* _SET EXERCISE_
Give the material once more, word for word, without any images.

* _SUPPLIED RECORDS_
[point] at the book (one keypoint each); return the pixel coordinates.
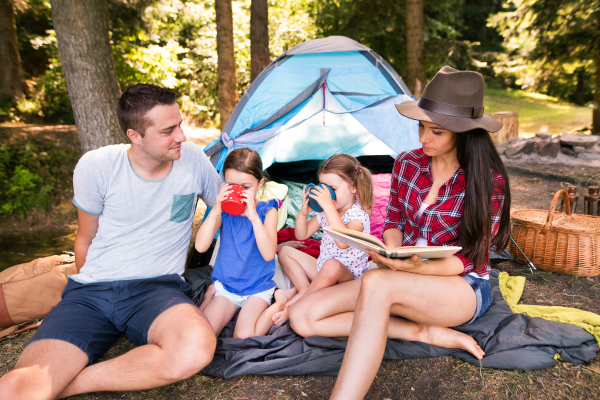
(364, 241)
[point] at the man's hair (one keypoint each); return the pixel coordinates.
(136, 101)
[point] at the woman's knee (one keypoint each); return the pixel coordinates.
(375, 282)
(300, 320)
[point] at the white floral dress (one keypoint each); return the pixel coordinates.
(355, 260)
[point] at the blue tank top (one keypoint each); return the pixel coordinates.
(239, 265)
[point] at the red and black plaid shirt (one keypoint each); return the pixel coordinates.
(440, 222)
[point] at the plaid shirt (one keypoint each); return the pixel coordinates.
(440, 222)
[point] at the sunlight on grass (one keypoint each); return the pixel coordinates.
(538, 112)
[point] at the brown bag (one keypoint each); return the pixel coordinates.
(29, 291)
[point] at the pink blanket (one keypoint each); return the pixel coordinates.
(381, 192)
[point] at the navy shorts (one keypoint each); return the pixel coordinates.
(93, 316)
(483, 292)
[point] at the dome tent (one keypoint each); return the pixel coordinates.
(322, 97)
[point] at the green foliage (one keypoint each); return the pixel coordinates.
(31, 177)
(551, 47)
(381, 25)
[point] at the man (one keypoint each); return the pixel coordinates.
(135, 206)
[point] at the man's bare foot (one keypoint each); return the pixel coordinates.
(449, 339)
(208, 296)
(280, 317)
(294, 299)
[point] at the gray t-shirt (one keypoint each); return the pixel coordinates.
(144, 226)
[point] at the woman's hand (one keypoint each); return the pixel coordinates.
(323, 197)
(223, 193)
(250, 210)
(413, 264)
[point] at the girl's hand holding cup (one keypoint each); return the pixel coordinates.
(250, 202)
(223, 193)
(305, 209)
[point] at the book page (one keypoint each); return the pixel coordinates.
(359, 235)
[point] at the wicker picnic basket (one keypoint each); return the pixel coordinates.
(556, 241)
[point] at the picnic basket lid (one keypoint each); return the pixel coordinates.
(557, 221)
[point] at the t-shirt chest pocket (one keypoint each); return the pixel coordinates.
(181, 210)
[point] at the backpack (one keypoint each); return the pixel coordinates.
(29, 291)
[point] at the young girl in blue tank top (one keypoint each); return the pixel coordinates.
(245, 265)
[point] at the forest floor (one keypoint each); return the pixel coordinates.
(442, 377)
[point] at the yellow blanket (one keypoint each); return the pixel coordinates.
(512, 289)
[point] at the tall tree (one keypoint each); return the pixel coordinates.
(85, 53)
(228, 96)
(12, 83)
(567, 31)
(259, 37)
(415, 43)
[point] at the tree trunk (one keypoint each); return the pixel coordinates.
(259, 37)
(580, 89)
(12, 83)
(226, 67)
(596, 112)
(415, 43)
(85, 53)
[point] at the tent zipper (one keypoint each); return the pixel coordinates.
(324, 101)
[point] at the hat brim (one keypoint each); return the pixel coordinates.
(411, 109)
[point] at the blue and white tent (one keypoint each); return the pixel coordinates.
(321, 97)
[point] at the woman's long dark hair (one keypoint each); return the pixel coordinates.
(478, 157)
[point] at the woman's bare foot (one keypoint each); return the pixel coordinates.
(284, 295)
(449, 339)
(294, 299)
(280, 317)
(208, 296)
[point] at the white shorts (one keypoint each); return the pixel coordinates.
(239, 301)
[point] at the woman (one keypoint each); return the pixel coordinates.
(453, 191)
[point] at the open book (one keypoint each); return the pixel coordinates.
(364, 241)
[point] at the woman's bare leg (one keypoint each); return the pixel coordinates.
(430, 303)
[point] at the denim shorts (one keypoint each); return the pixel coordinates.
(483, 292)
(93, 316)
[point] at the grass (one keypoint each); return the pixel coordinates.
(538, 112)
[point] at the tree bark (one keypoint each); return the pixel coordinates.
(596, 111)
(12, 83)
(415, 43)
(259, 37)
(228, 96)
(85, 53)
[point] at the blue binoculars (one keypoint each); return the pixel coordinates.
(312, 203)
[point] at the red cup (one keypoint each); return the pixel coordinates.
(234, 203)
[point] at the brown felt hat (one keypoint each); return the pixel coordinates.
(453, 100)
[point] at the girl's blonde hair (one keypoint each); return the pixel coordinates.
(244, 160)
(350, 170)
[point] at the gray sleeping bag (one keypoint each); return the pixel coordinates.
(509, 340)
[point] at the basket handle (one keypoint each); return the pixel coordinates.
(550, 218)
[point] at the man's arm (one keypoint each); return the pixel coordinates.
(86, 231)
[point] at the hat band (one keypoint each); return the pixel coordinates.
(451, 110)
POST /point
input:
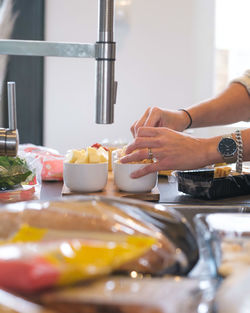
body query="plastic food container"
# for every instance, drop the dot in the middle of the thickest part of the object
(124, 182)
(224, 242)
(89, 177)
(202, 184)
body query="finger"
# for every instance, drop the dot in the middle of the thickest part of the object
(153, 167)
(142, 143)
(149, 131)
(153, 118)
(132, 129)
(136, 156)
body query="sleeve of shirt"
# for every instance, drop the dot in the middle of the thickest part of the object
(244, 80)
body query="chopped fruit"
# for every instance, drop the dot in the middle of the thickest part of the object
(91, 155)
(97, 145)
(83, 157)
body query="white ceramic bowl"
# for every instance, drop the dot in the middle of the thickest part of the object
(85, 177)
(125, 183)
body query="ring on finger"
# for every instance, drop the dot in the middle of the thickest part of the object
(150, 154)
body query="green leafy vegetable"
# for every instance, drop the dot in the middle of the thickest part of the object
(13, 171)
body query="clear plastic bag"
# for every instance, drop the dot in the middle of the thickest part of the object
(20, 178)
(174, 249)
(50, 159)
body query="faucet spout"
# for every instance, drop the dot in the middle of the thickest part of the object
(106, 86)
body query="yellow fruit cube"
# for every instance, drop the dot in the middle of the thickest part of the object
(93, 155)
(82, 158)
(103, 155)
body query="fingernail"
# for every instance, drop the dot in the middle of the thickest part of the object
(132, 175)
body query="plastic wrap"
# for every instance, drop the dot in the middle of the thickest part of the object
(224, 241)
(20, 178)
(92, 218)
(202, 184)
(13, 304)
(50, 159)
(126, 295)
(233, 294)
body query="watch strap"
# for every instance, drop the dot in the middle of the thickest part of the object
(232, 158)
(239, 151)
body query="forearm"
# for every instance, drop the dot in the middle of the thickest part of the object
(233, 105)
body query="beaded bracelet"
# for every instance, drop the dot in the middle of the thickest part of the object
(190, 118)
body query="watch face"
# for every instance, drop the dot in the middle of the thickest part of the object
(227, 147)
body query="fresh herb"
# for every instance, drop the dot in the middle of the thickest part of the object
(13, 171)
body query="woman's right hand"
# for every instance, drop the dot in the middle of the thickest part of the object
(157, 117)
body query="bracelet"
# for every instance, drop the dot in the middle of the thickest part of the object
(190, 118)
(239, 151)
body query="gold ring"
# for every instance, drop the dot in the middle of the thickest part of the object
(150, 154)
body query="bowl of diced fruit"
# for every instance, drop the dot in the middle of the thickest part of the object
(86, 170)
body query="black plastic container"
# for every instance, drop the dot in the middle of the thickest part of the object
(202, 184)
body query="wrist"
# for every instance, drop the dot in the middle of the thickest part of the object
(185, 119)
(212, 155)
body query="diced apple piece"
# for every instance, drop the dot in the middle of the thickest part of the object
(103, 155)
(72, 156)
(93, 155)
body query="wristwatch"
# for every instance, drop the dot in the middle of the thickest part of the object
(228, 149)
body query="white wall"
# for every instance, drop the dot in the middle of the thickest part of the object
(165, 57)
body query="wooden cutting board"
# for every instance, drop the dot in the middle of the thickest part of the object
(112, 191)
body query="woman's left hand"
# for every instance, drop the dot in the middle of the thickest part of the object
(171, 150)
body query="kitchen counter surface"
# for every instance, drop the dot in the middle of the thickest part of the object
(169, 194)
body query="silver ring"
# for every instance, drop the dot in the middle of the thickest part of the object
(150, 154)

* _THE SOLUTION_
[point] at the book (one keypoint each); return the pixel coordinates.
(364, 241)
[point] at the man's hair (one keypoint each); return the pixel coordinates.
(136, 101)
[point] at the woman's knee (one keypoint each); return the pixel coordinates.
(375, 282)
(300, 320)
[point] at the white floral dress (one keypoint each); return the pixel coordinates.
(355, 260)
[point] at the blue tank top (one keypoint each); return the pixel coordinates.
(239, 265)
[point] at the red and black plaid shirt (one keypoint each); return the pixel coordinates.
(440, 222)
[point] at the plaid shirt (one keypoint each); return the pixel coordinates.
(440, 222)
[point] at the sunlight on grass (one keypoint each); return the pixel coordinates.
(538, 112)
[point] at the brown bag (one keypoint each); return the pixel coordinates.
(29, 291)
[point] at the pink blanket (one keypoint each); return the pixel coordinates.
(381, 192)
[point] at the navy shorts (one keypoint each); return the pixel coordinates.
(93, 316)
(483, 292)
[point] at the dome tent (one keypoint each); return the pixel coordinates.
(322, 97)
[point] at the green foliage (one keypoint each); return the pixel coordinates.
(31, 177)
(551, 47)
(381, 25)
[point] at the man (one keypoint each); return the pixel coordinates.
(135, 206)
[point] at the man's bare foot (one keypoint each); return the pixel coordinates.
(449, 339)
(208, 296)
(280, 317)
(294, 299)
[point] at the gray t-shirt (one keypoint each); return the pixel coordinates.
(144, 226)
[point] at the woman's hand (one keypoint each); return the pixel coordinates.
(323, 197)
(223, 193)
(250, 210)
(413, 264)
[point] at the girl's hand holding cup (one keypoint each); return the pixel coordinates.
(250, 202)
(223, 193)
(305, 209)
[point] at the book page (one keypoint each); return the pixel coordinates.
(359, 235)
[point] at the wicker picnic basket (one keypoint each); return the pixel coordinates.
(556, 241)
[point] at the picnic basket lid (one keypoint each); return the pixel coordinates.
(557, 221)
[point] at the t-shirt chest pocket (one keypoint each); return the pixel coordinates.
(181, 210)
[point] at the backpack (one keypoint each); return the pixel coordinates.
(29, 291)
[point] at the young girl in blue tank top (one keypoint each); return the pixel coordinates.
(245, 265)
[point] at the forest floor (one keypoint each); return the pixel coordinates.
(442, 377)
[point] at the yellow blanket (one keypoint each); return the pixel coordinates.
(512, 289)
[point] at the tall tree (one keypoint each); return the pixel coordinates.
(85, 53)
(228, 96)
(12, 83)
(567, 31)
(259, 37)
(415, 43)
[point] at the tree trunk (one keypoint each); return the pixel coordinates.
(259, 37)
(580, 89)
(12, 83)
(226, 67)
(596, 112)
(415, 43)
(85, 53)
[point] at the tent zipper (one keypoint each); return the pixel coordinates.
(324, 101)
[point] at the hat brim (one keypoint each); return the pixel coordinates.
(411, 109)
[point] at the blue and white tent (one keypoint each); return the pixel coordinates.
(321, 97)
[point] at the woman's long dark hair (one keypoint each); return the pixel coordinates.
(478, 157)
[point] at the woman's bare foot (one keypoint each); return the pixel coordinates.
(284, 295)
(449, 339)
(294, 299)
(280, 317)
(208, 296)
[point] at the white shorts (one keypoint each); return the pixel coordinates.
(239, 301)
[point] at the woman (one keypoint each); return the pixel coordinates.
(453, 191)
[point] at the open book (one keypoint each); return the pixel coordinates.
(364, 241)
[point] at the woman's bare leg (one keypoint each); return the pixel coordinates.
(430, 303)
[point] at the denim shorts (one keypoint each); return the pixel coordinates.
(483, 292)
(93, 316)
[point] at the grass (one keypoint each); return the pixel coordinates.
(538, 112)
[point] at the tree bark (one keypoint each); return the pixel coordinates.
(596, 111)
(12, 83)
(415, 43)
(259, 37)
(228, 96)
(85, 53)
[point] at the blue binoculars (one keypoint each); return the pixel coordinates.
(312, 203)
[point] at the red cup (one keypoint each); return the pixel coordinates.
(234, 203)
[point] at the brown felt hat (one keypoint each); return the pixel coordinates.
(453, 100)
[point] at the girl's blonde hair (one keypoint each); return the pixel coordinates.
(244, 160)
(350, 170)
[point] at the gray sleeping bag (one keypoint each); return the pixel coordinates.
(509, 340)
[point] at the basket handle (one keypoint each); return the pixel coordinates.
(550, 218)
[point] at the man's arm (one keypoint each); return the pixel coordinates.
(86, 231)
[point] at the hat band (one keypoint each); return the pixel coordinates.
(451, 110)
POST /point
input:
body query="plastic food container"
# for every instance, drop the dot in the middle of the thickest part of the object
(124, 182)
(224, 242)
(89, 177)
(202, 184)
body query="finger"
# for every instance, drop the dot in the middle of the thickest part of the object
(153, 167)
(142, 143)
(149, 131)
(153, 118)
(132, 129)
(136, 156)
body query="sleeve of shirt"
# for every instance, drop the dot in the middle of the thickest part of the object
(244, 80)
body query="chopped fruit"
# for every instance, drop the dot in the middle of the thickest part of the object
(91, 155)
(97, 145)
(83, 157)
body query="white ceramic bowl"
# for every instance, drop the dot in the middle of the thickest part of the object
(85, 177)
(125, 183)
body query="ring on finger"
# for every instance, drop the dot in the middle of the thickest part of the object
(150, 154)
body query="green leafy vegetable"
# for every instance, drop the dot in the middle of the thickest part of the object
(13, 171)
body query="clear plastic bag"
# for every instance, drop the dot in the middle of the thickest part of the object
(20, 178)
(174, 249)
(50, 159)
body query="faucet spout"
# for every instance, drop the dot in the middle of the thickest part of the object
(106, 86)
body query="yellow fruit cube"
# for every instance, drop the dot in the middle of the thickest part of the object
(93, 155)
(82, 158)
(103, 155)
body query="fingernail"
# for every instance, drop the dot in the middle of the thickest part of the object
(132, 175)
body query="plastic wrap"
# for every instance, drop the dot in the middle of the thickest part of the object
(224, 241)
(20, 178)
(92, 218)
(202, 184)
(13, 304)
(50, 159)
(126, 295)
(233, 294)
body query="watch strap"
# for every instance, drop the dot in the middle of the thickest part of the object
(232, 158)
(239, 151)
body query="forearm"
# for every instance, drop the dot in the middle of the thickest part of the object
(233, 105)
body query="beaded bracelet"
# for every instance, drop the dot in the middle of the thickest part of the object
(190, 118)
body query="watch face"
# for every instance, drop the dot in the middle of the thickest part of the object
(227, 147)
body query="fresh herb"
# for every instance, drop the dot in the middle of the thickest part of the object
(13, 171)
body query="woman's right hand"
# for every instance, drop the dot in the middle of the thickest part of the object
(157, 117)
body query="bracelet"
# for every instance, drop the dot in the middle of the thickest part of the object
(190, 118)
(239, 151)
body query="gold ring"
# for every instance, drop the dot in the middle of the thickest part of the object
(150, 154)
body query="bowl of diced fruit"
# for every instance, drop the dot in the middle of the thickest part of the object
(86, 170)
body query="black plastic container"
# for every instance, drop the dot in the middle of the thickest part of the object
(202, 184)
body query="wrist"
# for every instance, drop the dot in the middle of the thickest part of the object
(185, 119)
(212, 155)
body query="diced apple piece"
# for every instance, drop the dot in the middle of the thickest part of the object
(103, 155)
(72, 156)
(93, 155)
body query="wristwatch"
# for every instance, drop the dot in the middle of the thickest part of the object
(228, 149)
body query="white wall"
# for every instance, drop the dot in the middle of the thickest part of the object
(165, 57)
body query="wooden cutting board"
# for every instance, drop the dot in the middle of the thickest part of the object
(112, 191)
body query="woman's left hand"
# for every instance, drop the dot in the middle of the thickest part of the object
(171, 150)
body query="kitchen counter surface"
# for every instance, drop the dot in the middle of the thickest part of the object
(169, 194)
body query="silver ring"
# for every instance, drop the dot in the middle of the thickest part of the object
(150, 154)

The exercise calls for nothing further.